Count the lines in the items below that contain the word "with". Give only that number.

────────

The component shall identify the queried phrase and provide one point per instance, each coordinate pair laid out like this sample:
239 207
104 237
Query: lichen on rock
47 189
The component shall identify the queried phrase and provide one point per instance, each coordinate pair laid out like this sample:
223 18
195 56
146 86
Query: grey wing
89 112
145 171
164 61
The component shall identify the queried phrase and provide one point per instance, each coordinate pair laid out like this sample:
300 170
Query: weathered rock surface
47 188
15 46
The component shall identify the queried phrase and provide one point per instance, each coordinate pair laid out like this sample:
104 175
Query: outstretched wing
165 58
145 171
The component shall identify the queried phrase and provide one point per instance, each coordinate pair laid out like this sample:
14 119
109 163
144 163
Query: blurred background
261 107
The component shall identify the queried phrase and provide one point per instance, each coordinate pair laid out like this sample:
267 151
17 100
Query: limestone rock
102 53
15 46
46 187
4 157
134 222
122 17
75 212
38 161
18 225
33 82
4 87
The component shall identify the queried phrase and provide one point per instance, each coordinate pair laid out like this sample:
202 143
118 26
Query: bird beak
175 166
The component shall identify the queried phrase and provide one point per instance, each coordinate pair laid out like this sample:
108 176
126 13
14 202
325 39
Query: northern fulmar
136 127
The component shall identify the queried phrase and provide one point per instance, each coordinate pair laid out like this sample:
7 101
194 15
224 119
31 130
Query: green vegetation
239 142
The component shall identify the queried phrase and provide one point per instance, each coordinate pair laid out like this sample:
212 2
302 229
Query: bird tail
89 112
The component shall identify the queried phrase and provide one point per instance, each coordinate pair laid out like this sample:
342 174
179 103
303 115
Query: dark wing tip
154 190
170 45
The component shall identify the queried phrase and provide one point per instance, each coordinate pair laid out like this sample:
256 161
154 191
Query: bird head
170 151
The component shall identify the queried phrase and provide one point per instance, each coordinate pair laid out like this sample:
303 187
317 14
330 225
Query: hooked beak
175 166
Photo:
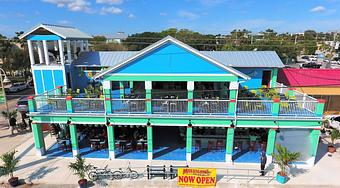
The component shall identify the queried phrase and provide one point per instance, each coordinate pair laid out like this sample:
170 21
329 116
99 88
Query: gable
170 59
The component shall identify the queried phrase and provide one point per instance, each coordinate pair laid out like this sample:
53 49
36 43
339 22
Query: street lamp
4 80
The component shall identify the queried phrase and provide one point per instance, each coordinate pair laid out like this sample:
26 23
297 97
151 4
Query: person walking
263 159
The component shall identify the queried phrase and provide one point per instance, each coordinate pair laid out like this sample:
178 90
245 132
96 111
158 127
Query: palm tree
80 169
283 157
9 163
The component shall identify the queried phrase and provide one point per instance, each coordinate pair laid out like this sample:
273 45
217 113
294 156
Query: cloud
73 5
318 9
111 2
187 15
163 14
110 10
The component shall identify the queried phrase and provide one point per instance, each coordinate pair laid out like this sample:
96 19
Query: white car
18 87
333 121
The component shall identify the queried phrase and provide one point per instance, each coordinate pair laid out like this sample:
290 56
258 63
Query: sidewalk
53 172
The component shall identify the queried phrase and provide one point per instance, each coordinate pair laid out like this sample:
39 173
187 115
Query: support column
273 78
47 58
38 139
149 140
233 87
148 87
189 142
276 107
32 107
61 52
229 145
107 96
314 141
74 49
270 145
131 84
30 51
111 141
320 107
74 139
121 89
69 54
190 88
40 52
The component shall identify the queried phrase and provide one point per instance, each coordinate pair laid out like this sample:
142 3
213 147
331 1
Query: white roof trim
175 41
37 27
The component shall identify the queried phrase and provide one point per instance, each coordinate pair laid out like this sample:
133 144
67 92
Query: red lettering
191 179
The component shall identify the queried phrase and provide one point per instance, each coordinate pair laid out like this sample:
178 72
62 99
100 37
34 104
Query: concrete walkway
53 172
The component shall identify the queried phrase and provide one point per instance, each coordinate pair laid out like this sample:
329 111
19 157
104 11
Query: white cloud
111 2
72 5
318 9
110 10
131 15
187 15
163 14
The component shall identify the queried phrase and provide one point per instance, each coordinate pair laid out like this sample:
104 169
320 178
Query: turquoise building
168 101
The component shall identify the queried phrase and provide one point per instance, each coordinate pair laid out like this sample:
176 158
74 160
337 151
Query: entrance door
266 76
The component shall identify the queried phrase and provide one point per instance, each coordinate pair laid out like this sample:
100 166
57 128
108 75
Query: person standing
263 159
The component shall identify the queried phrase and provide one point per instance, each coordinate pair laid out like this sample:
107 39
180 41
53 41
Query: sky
206 16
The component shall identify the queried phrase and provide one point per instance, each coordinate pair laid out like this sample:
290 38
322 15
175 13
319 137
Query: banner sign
196 176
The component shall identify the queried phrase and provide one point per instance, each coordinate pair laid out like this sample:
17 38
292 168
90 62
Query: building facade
171 102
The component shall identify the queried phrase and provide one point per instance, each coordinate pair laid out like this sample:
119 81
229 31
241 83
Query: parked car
17 87
333 121
311 65
22 104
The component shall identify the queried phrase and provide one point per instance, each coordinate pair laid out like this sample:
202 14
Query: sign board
196 176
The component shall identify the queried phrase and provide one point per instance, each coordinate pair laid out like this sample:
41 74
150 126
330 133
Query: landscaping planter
13 181
331 149
82 183
281 179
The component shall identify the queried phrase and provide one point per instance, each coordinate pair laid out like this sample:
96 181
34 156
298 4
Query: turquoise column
32 106
121 89
74 139
111 140
149 141
229 144
189 142
69 105
270 145
38 137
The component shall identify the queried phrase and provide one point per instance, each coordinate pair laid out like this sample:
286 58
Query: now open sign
196 177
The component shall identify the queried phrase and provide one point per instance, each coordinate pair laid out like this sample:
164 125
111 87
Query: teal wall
171 59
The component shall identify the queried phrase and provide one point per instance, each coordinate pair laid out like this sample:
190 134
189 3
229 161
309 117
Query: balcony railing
128 106
167 106
254 107
88 105
214 107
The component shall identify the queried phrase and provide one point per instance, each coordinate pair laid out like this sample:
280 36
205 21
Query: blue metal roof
228 58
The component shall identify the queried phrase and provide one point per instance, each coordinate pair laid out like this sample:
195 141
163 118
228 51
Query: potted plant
283 158
335 134
80 169
9 166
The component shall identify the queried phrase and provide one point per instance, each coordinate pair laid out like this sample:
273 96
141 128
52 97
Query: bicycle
100 173
126 173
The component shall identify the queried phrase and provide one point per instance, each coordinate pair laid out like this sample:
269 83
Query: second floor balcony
288 104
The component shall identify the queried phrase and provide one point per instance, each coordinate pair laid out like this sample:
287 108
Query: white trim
179 43
45 48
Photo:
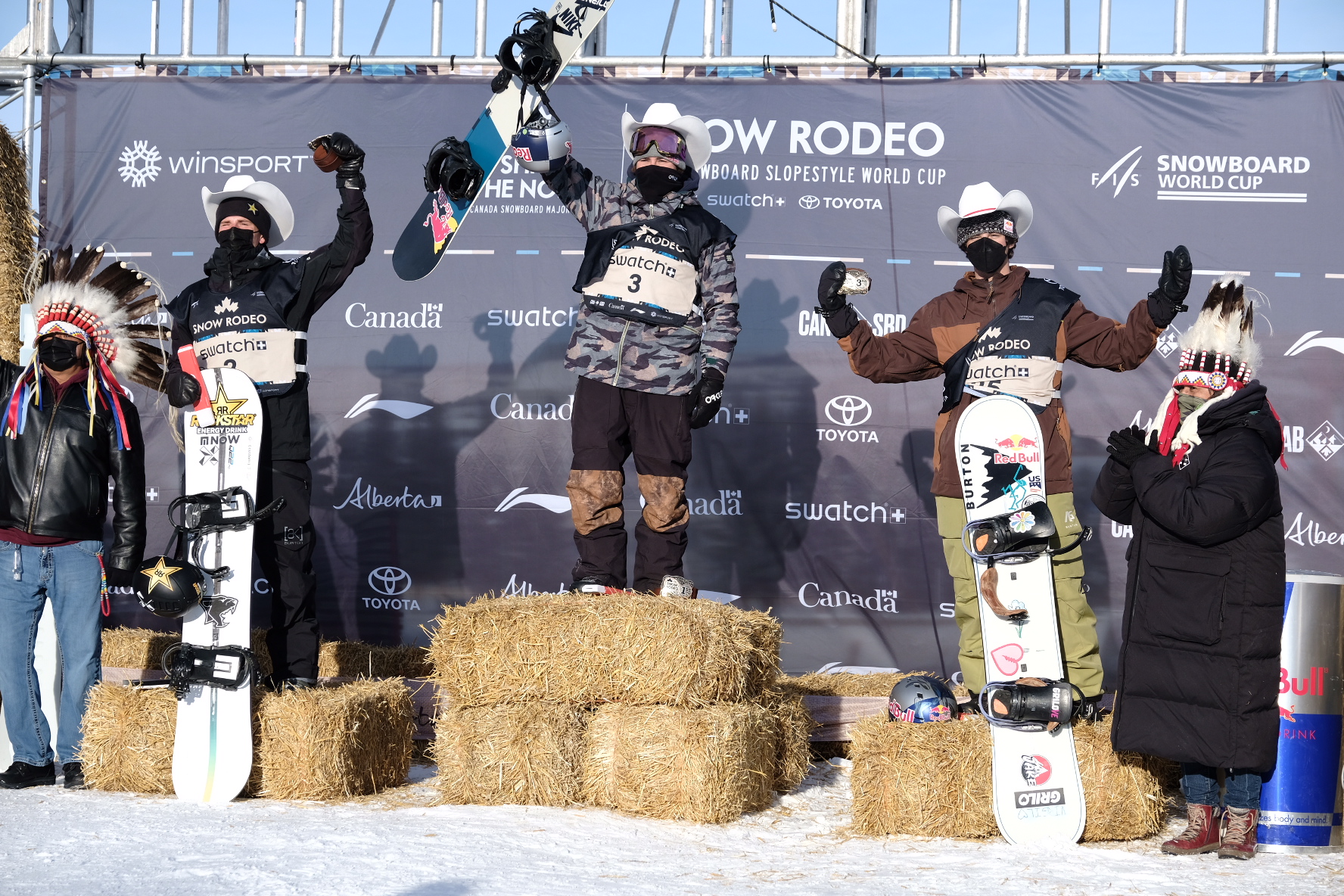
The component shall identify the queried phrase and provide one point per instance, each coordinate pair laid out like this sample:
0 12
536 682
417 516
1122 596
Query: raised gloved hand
1168 298
182 388
832 305
1128 445
706 398
338 152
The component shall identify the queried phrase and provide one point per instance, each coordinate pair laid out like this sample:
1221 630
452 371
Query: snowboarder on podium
651 344
996 317
1199 665
249 289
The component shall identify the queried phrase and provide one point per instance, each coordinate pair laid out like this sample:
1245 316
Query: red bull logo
1018 449
441 222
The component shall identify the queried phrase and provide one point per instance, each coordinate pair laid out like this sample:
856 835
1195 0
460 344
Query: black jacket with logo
54 476
1205 598
294 292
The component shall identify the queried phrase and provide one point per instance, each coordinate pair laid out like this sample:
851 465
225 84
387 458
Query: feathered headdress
100 308
1219 353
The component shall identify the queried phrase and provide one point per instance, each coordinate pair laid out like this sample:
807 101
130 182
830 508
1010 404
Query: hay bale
588 649
523 754
128 735
793 754
334 743
703 764
1125 792
929 779
932 779
129 648
358 660
848 684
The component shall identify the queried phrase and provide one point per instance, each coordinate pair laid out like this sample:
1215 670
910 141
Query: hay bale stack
334 743
358 660
322 743
703 764
933 779
929 779
129 648
521 754
639 649
17 242
128 736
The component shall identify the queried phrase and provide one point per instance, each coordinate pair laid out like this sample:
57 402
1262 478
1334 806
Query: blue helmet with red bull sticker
922 698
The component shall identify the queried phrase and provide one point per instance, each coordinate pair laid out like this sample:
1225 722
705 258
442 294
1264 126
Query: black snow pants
284 547
609 425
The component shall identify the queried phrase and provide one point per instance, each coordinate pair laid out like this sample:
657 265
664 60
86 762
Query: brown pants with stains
609 425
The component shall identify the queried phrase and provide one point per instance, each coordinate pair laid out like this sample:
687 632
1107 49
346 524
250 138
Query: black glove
706 398
1128 445
1172 286
183 388
840 315
338 152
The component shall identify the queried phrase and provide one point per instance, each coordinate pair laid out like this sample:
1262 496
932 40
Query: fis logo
1035 770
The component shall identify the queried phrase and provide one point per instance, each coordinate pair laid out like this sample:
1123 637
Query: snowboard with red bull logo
1037 785
440 218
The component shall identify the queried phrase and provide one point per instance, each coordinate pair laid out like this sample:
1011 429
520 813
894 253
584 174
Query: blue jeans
72 578
1199 783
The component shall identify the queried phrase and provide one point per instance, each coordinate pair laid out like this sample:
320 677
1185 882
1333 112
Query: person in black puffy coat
1205 596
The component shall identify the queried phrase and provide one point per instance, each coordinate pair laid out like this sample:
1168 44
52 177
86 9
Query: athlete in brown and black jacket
1020 353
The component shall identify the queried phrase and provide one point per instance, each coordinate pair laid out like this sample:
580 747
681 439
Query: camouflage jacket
635 355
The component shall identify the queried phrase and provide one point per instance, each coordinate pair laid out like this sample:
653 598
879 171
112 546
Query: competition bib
268 356
644 275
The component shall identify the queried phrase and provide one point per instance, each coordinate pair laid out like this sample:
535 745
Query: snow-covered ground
55 842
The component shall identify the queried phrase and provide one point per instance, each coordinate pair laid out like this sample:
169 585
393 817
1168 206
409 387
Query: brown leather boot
1240 833
1200 835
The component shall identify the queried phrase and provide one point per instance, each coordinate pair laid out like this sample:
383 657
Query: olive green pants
1077 621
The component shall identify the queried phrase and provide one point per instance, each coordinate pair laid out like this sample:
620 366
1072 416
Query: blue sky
637 27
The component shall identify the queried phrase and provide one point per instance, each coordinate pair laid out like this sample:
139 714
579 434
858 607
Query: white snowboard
1038 789
213 752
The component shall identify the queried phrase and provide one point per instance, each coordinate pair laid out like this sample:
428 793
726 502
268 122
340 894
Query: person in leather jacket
54 471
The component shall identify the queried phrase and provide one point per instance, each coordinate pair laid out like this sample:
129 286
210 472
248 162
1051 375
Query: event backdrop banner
441 436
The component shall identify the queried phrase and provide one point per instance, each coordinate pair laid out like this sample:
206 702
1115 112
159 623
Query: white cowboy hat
982 199
278 209
666 114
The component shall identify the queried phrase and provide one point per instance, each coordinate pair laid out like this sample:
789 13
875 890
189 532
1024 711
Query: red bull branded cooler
1302 804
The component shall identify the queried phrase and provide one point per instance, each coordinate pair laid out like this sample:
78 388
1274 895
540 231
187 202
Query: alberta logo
138 163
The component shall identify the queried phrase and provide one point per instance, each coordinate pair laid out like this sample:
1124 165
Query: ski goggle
664 142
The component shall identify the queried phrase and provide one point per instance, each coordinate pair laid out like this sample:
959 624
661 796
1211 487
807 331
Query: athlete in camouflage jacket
651 344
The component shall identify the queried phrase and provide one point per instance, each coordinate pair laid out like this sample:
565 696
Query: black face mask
656 182
60 353
987 256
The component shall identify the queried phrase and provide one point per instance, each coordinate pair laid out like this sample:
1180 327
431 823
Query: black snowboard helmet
922 698
168 587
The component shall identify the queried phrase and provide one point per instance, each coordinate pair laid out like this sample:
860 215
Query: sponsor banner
441 409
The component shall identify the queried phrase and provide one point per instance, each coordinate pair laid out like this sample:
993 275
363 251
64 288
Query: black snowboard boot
20 774
73 773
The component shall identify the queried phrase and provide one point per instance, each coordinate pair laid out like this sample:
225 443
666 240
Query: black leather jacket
54 478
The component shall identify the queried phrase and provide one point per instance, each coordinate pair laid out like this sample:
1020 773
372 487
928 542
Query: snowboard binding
204 513
1013 537
188 664
452 170
1031 705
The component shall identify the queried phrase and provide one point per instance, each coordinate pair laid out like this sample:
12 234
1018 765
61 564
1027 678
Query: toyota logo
848 410
390 580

────────

Exercise answer:
4